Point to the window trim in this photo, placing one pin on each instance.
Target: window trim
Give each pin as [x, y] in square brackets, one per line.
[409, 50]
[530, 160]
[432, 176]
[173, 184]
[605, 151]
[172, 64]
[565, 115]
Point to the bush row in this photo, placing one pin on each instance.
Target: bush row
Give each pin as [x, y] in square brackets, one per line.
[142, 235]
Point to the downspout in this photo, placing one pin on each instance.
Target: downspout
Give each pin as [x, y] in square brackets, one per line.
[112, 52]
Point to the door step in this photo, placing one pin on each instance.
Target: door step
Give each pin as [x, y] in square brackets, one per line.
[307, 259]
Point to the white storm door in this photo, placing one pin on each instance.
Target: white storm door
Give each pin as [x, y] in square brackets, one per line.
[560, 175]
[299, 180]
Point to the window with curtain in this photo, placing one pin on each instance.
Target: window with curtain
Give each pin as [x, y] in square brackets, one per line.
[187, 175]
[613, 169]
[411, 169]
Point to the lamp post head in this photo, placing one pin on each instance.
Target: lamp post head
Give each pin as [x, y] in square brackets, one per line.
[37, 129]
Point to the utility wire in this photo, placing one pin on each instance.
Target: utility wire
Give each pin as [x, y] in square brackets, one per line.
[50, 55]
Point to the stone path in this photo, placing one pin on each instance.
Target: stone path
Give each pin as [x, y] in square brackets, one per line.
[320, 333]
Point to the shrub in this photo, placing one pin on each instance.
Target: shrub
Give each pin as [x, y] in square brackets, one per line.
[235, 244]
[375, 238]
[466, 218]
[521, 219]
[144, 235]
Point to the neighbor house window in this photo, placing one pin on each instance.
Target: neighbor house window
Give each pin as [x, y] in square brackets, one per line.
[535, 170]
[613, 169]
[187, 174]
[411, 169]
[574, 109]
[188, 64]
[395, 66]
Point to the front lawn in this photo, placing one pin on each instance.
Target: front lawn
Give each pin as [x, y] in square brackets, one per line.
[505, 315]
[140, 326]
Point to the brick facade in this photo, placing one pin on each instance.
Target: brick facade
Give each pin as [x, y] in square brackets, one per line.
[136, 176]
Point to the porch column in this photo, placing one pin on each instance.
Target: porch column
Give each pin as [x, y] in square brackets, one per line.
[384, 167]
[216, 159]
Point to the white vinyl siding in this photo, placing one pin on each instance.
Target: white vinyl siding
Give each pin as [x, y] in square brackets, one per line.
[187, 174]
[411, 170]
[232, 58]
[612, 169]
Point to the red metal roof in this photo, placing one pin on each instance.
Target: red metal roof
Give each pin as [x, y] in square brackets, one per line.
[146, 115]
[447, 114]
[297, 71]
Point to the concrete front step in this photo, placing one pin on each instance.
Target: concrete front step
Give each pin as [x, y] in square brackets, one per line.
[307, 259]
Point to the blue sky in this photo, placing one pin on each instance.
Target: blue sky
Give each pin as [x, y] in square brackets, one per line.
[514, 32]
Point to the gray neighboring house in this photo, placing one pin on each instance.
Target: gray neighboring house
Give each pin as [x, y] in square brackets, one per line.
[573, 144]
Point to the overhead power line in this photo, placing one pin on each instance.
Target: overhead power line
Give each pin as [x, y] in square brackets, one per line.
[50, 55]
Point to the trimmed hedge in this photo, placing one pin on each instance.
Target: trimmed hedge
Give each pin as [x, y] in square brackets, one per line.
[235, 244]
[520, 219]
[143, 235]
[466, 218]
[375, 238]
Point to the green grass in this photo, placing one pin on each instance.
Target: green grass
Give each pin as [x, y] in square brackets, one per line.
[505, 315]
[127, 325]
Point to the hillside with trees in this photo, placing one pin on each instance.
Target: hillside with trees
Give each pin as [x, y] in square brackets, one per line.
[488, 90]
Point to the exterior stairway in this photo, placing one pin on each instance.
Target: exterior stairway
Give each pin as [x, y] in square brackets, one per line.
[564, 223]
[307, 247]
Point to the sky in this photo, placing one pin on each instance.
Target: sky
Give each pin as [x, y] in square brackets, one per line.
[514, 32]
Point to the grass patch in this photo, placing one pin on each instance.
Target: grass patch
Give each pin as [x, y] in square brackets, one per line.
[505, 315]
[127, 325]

++++

■ Short task ■
Emit verbatim the lines running from the one with "Point to the porch" through the last line of the data, both endpoints inclusive.

■ Problem solution ■
Point to the porch column in this photo, placing one pin on each instance.
Target: porch column
Give each pin as [x, y] in square brackets, one per line.
[384, 167]
[216, 159]
Point to the white vinyl siding in this photo, placing one pin on each instance.
Target: white vinyl siding
Give each pin as [x, y] in square brackets, one per line.
[187, 174]
[411, 170]
[232, 58]
[612, 169]
Point to the red metal roof in this photo, placing one pin on each instance.
Target: red metal roof
Give each pin as [x, y] in square brackets, one per line.
[146, 115]
[447, 114]
[297, 71]
Point to the concrete front step in this photo, placing one pin on each instance.
Target: concrete front step
Give each pin as [x, y] in square brackets, one per line.
[307, 259]
Point to the blue sky in this photo, placing one pin on each instance.
Target: blue sky
Give each pin as [x, y] in square brackets, one per line.
[514, 32]
Point to the gray neighboring house in this photo, placing one pin on each instance.
Target: gray neighboring house
Give each pin as [x, y] in square brackets, one per line.
[573, 144]
Point to the overhead power line in this photo, placing one pin on each instance.
Target: overhead power line
Give each pin as [x, y] in square brackets, one per line.
[50, 55]
Point to the trimmed hedge in this photo, placing one pin on each instance.
Target: trimmed hedge
Give each pin as [x, y] in square brackets, one per line.
[235, 244]
[520, 219]
[143, 235]
[466, 218]
[375, 238]
Point to the green grass in this photo, placing one pin on each instance.
Target: green grass
Give each pin as [x, y] in square brackets, one per line.
[505, 315]
[127, 325]
Point to the hillside with trees in this photo, placing one pin on each instance.
Target: hillside with trees
Give each pin as [x, y] in square brackets, one per line.
[488, 90]
Point to the exterior stairway in this photo, placing one pin on each instance.
Target: exterior stairway
Give each pin as [x, y] in square brackets, one per line.
[564, 223]
[307, 247]
Point to the sky in this photo, placing one pin on each instance.
Target: sky
Give each pin as [x, y] in square brackets, one per line.
[514, 32]
Point to the grass patch in this photo, placing one pin on each instance.
Target: grass patch
Give each pin as [x, y] in square brackets, one per line.
[505, 315]
[127, 325]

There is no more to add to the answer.